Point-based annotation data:

>>>>

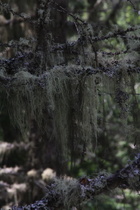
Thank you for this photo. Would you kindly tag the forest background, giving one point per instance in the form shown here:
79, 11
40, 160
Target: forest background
29, 157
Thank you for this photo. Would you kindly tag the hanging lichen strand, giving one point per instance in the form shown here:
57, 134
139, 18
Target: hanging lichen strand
68, 97
63, 82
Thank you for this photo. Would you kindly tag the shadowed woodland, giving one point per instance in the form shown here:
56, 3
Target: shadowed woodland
69, 104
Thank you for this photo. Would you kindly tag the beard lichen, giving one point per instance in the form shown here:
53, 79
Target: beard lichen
68, 97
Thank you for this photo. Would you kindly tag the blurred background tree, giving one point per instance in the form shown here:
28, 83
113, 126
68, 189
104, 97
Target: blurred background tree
24, 159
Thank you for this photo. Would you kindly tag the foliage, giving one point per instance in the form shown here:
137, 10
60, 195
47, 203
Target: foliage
82, 95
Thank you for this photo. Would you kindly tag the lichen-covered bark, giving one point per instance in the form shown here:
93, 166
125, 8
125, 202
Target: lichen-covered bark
65, 193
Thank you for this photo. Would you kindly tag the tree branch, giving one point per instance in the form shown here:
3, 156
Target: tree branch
64, 194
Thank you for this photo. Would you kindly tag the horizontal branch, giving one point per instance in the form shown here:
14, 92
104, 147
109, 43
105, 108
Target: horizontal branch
64, 194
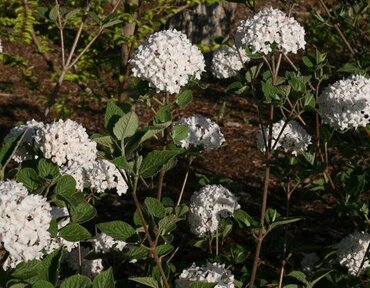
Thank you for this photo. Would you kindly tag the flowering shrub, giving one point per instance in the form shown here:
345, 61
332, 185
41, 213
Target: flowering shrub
78, 210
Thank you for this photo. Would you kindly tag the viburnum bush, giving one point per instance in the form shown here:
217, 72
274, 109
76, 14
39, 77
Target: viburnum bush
55, 179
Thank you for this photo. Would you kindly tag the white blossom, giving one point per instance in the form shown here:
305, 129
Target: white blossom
90, 268
104, 243
308, 262
267, 27
24, 223
202, 132
293, 138
351, 252
211, 273
227, 62
167, 59
25, 150
66, 143
346, 103
208, 206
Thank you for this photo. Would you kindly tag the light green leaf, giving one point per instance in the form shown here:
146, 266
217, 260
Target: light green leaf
104, 280
76, 281
126, 126
119, 230
74, 232
147, 281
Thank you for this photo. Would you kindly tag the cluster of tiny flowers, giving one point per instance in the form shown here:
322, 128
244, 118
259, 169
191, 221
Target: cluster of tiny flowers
24, 223
62, 216
66, 143
208, 206
228, 61
293, 139
211, 273
90, 268
308, 262
351, 252
104, 243
346, 103
166, 60
267, 27
202, 132
25, 150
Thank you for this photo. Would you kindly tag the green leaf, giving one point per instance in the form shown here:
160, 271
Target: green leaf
126, 126
83, 212
29, 178
74, 232
47, 169
49, 269
112, 113
66, 185
163, 115
26, 270
155, 207
76, 281
153, 162
164, 249
104, 280
42, 284
184, 98
202, 285
53, 14
119, 230
147, 281
179, 133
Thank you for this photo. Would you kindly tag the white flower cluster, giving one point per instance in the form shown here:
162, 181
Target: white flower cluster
66, 143
293, 138
267, 27
346, 103
308, 262
24, 223
90, 268
62, 216
202, 132
211, 273
25, 151
351, 252
227, 62
167, 59
104, 243
208, 206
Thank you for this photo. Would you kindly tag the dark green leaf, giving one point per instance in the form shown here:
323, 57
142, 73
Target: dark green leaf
76, 281
74, 232
104, 280
126, 126
119, 230
154, 207
154, 161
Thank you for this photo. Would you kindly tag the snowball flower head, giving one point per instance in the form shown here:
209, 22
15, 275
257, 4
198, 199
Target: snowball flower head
211, 273
293, 139
202, 132
24, 223
351, 251
66, 143
208, 206
346, 103
167, 59
25, 150
104, 243
267, 27
228, 61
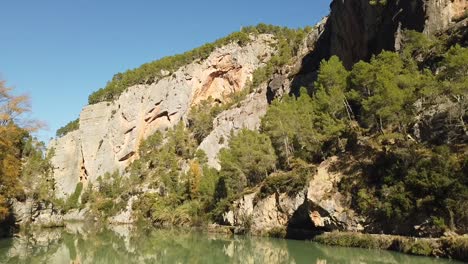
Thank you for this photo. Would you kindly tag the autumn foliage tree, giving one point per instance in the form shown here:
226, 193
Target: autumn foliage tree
12, 133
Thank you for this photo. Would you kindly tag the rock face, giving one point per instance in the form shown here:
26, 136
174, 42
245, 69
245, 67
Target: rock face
319, 207
356, 30
34, 213
249, 112
110, 132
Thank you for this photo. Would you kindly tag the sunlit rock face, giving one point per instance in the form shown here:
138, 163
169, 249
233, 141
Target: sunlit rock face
320, 206
110, 132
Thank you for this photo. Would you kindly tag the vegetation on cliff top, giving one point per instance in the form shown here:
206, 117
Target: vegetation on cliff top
151, 72
368, 113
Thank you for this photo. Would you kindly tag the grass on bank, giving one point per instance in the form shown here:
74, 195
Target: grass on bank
451, 247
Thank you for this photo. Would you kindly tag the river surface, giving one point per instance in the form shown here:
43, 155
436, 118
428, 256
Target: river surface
122, 244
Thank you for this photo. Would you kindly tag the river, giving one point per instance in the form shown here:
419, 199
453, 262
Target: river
124, 244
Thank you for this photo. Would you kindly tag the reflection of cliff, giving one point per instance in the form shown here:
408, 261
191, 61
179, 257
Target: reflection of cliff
130, 245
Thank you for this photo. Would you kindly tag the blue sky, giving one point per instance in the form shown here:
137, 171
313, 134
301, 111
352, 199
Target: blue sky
60, 51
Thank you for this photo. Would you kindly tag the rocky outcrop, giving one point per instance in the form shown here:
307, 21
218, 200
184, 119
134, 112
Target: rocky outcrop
356, 30
110, 132
249, 112
33, 213
320, 206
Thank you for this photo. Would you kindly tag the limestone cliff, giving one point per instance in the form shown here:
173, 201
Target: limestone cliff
356, 30
110, 132
320, 206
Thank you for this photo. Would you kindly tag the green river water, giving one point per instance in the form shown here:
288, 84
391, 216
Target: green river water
122, 244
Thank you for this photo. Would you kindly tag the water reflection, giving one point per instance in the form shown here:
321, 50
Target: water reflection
124, 244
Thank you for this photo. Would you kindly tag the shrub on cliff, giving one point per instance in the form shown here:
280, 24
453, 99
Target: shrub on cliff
71, 126
248, 160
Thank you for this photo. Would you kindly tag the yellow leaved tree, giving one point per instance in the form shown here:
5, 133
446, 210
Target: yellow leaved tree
12, 132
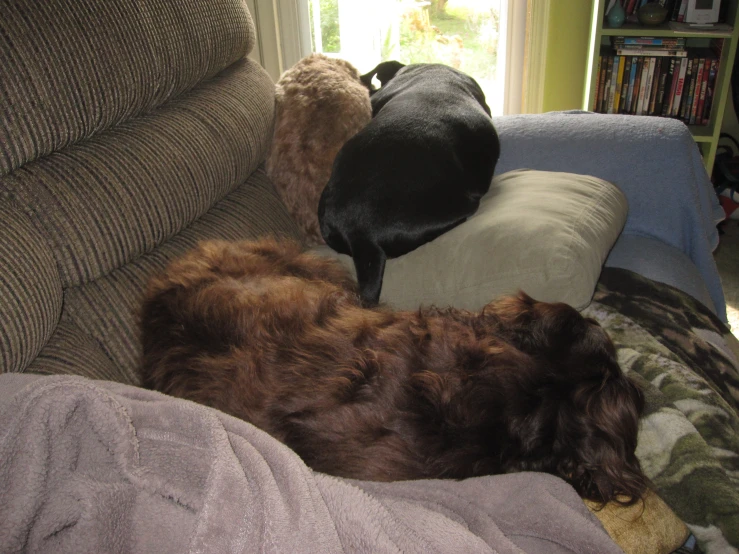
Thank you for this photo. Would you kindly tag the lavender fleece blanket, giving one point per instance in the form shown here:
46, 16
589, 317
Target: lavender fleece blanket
94, 466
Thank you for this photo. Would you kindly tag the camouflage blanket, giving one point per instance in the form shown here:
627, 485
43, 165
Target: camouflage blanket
686, 360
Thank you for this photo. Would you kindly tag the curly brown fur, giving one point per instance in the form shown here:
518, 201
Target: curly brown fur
320, 103
279, 338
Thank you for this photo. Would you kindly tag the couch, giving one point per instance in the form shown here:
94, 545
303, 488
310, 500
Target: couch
131, 130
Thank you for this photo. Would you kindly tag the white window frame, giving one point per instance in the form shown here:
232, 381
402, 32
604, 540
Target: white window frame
282, 41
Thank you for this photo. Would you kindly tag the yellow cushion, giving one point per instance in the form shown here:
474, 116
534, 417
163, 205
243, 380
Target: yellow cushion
650, 527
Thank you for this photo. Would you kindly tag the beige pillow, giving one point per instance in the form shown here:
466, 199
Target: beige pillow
546, 233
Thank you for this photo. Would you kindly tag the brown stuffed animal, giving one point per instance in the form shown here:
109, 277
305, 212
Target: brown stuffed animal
320, 104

<<<<

• _Job_
All of the material above needs to be restated exactly, with no pictures.

• _Exercise result_
Thank you for this photo. Would you kindly tag the forest background, giving one point per instance in the form shown here:
79, 11
40, 160
Target: forest background
29, 157
Thank you for this photo. Would you kindly tag the hanging lichen strand, giving one point per instance in the form shown here:
57, 134
139, 18
Target: hanging lichen strand
68, 97
63, 82
Thank you for this photo. Would you kindly tag the shadowed woodland, giving one point per instance in the form shown here:
56, 3
Target: shadowed woodland
69, 104
Thank you for this photo. Would you kindly tag the beard lichen, giving one point per instance in the form shown here:
53, 79
Target: beard lichen
68, 97
Thank you for this photo. Would you kindly tag the blurred background tree, giving one point per instance in the form shown here:
28, 83
113, 126
68, 189
104, 97
Target: blurred background tree
24, 159
Thank you for this photo. Would you kindly tag the foliage, giving one point per instance in the form shown here:
137, 10
60, 195
47, 203
Target: foliage
82, 95
Thank you for this photo. Would you kindly tag the lichen-covered bark, giving one point per instance in the form shown here:
93, 166
125, 8
125, 202
Target: lichen-covered bark
65, 193
Thank you for this photo. Would you kindly tag the tree branch, giving one point per instance in the form shown here:
3, 156
Target: tree branch
64, 194
Thank you for this photo. Would you kindly tag the horizontal branch, giving one point per instance in the form shown here:
14, 92
104, 147
109, 43
105, 108
Target: horizontal branch
64, 194
Thank you for this photo. Would you kindly tag the flowering shrub, giving one point per instance in the form shown here:
345, 61
332, 185
41, 213
Target: flowering shrub
78, 210
Thank you for this photo. Would you kindly tag the viburnum bush, giving one point per instance in the form shown here:
217, 72
274, 109
76, 14
39, 77
Target: viburnum bush
55, 179
Thank you for this photo. Would you kindly tag the white blossom, giving one point per instance in the form shown here:
305, 129
Target: white blossom
90, 268
104, 243
308, 262
267, 27
24, 223
202, 132
293, 138
351, 252
211, 273
227, 62
167, 59
25, 150
66, 143
346, 103
208, 206
Thank you for this photo. Would you kindly tag the light green leaf, giving one point per instance in the form shown here:
146, 266
217, 260
Target: light green leaf
104, 280
76, 281
126, 126
119, 230
74, 232
147, 281
Thank you for this photo. Would you kindly tag the cluster of tiny flowers, giving one point per instance in the form shown here:
322, 128
244, 118
259, 169
191, 221
Target: cluster of tiny flowers
24, 223
62, 216
66, 143
208, 206
228, 61
293, 139
211, 273
90, 268
308, 262
351, 252
104, 243
346, 103
166, 60
267, 27
202, 132
25, 150
Thank you for this photo. Would you kindly tag the green leaf, giving one point per instance in the form shown here:
160, 271
Target: green leaf
126, 126
83, 212
29, 178
74, 232
47, 169
49, 269
112, 113
66, 185
163, 115
26, 270
155, 207
76, 281
153, 162
164, 249
104, 280
42, 284
184, 98
202, 285
53, 14
119, 230
147, 281
179, 133
Thank you for this photo. Would you kindly tag the white flower cluster, giving one point per instance in the form shown here:
162, 181
Target: white flower cluster
66, 143
293, 138
267, 27
346, 103
308, 262
24, 223
90, 268
62, 216
202, 132
211, 273
25, 151
351, 252
227, 62
167, 59
104, 243
208, 206
Thank you for this photo. Would you kindly tag the dark green leaf, giving one point per instance in the form shown here:
323, 57
142, 73
Target: dark green leaf
76, 281
74, 232
104, 280
126, 126
119, 230
154, 207
154, 161
Thank you for this photo. Would you kindly tag the snowball flower head, giving one point per instance in the form shown here:
209, 22
15, 275
257, 4
198, 199
Target: snowball flower head
211, 273
293, 139
202, 132
24, 223
351, 251
66, 143
208, 206
346, 103
167, 59
25, 150
104, 243
267, 27
228, 61
Thank you for this photo. Would you kindly tag the autumn foliage tree, giving one point per instance in the form shown here:
226, 193
Target: autumn foliage tree
12, 133
Thank you for this photo. Would you kindly tag the rock face, giving one point per instance in the form shown here:
26, 136
174, 42
245, 69
245, 67
Target: rock face
319, 207
356, 30
34, 213
249, 112
110, 132
Thank you for this photo. Would you kindly tag the sunlit rock face, giving one point per instance in the form shown here:
138, 163
169, 249
233, 141
Target: sunlit rock face
320, 206
110, 132
Thank you for this photo. Would you kindly tag the vegetation on cliff top, giving one point per instance in the form shown here:
206, 117
Target: vegetation on cliff top
151, 72
368, 113
Thank you for this photo. Would you kindly tag the grass on bank, giving one point per instance in the form shown here:
74, 195
Target: grass on bank
451, 247
Thank you for this photo. Would you kindly tag the river surface, giving one point per instance in the form shown here:
43, 155
436, 118
428, 256
Target: river surface
122, 244
Thank you for this photo. Would you kindly tag the river, giving one point per instance in the form shown here:
419, 199
453, 262
Target: river
124, 244
Thank you for this photo. Would you kindly tag the reflection of cliff, giving one point per instance in the form shown here:
408, 261
191, 61
179, 257
Target: reflection of cliff
130, 245
Thank you for this photo. Would you kindly tag the blue sky, giving one point per instance in the form shown here:
137, 171
313, 134
301, 111
352, 199
Target: blue sky
60, 51
Thank you for this photo. Would you kindly tag the rocky outcrop, giving one point per instance in the form shown here:
307, 21
218, 200
184, 119
134, 112
Target: rocky outcrop
356, 30
110, 132
249, 112
33, 213
320, 206
Thank you for this photo. Would you kindly tag the limestone cliff, giving one point per instance in the form shown here:
173, 201
Target: limestone cliff
356, 30
110, 132
320, 206
Thank you for this photo. Would you kindly tag the green river water, giving one point per instance in the form shown here:
288, 84
391, 216
Target: green river water
122, 244
Thank you for this photo. Would you kindly tag the water reflection, giving one point per instance in the form shown here:
321, 50
Target: water reflection
124, 244
Thank you for this photo. Would you kindly tag the shrub on cliff, giving one point per instance in the form shown here:
280, 24
453, 99
Target: shrub on cliff
71, 126
248, 160
Thank you for this photo. Would you kindly tag the yellow leaved tree, giving one point per instance in the form shown here:
5, 133
446, 210
Target: yellow leaved tree
12, 132
Thank you for this photo. Would you kindly tag the lavender fleece blanket, giving one point per instance in the form shown here:
46, 16
589, 317
Target: lavender fleece blanket
94, 466
Thank you for this photo. Would you kindly tag the camouflage blanket, giving one point per instance in the form shown here:
627, 485
43, 165
Target: camouflage blanket
686, 360
Thank you for this photo. Would you kindly tag the curly brown fur, giving one point per instance in the form shown here:
518, 201
Target: curly brown fur
320, 103
279, 338
Thank you for this photo. Would you kindly tag the couch, giving one point per instance in the form shown here:
94, 545
303, 488
310, 500
Target: couch
131, 130
Thank you for this photo. Would you kindly tag the white window frame, giving one point per instance in the form shown here:
232, 381
402, 32
604, 540
Target: white window frame
282, 41
Thank you for this photo. Would you kindly tag the yellow cushion, giving one point per instance in the form shown here:
474, 116
534, 417
163, 205
243, 380
Target: yellow cushion
650, 527
Thank you for this photo. Would you kindly tag the beige pillow, giving one point per instance in the form shown here:
466, 199
Target: beige pillow
546, 233
Thank you for this photo. Would you kindly tag the brown stuffed animal, giving one point per instance in the form shown here:
109, 277
305, 212
Target: brown stuffed animal
320, 104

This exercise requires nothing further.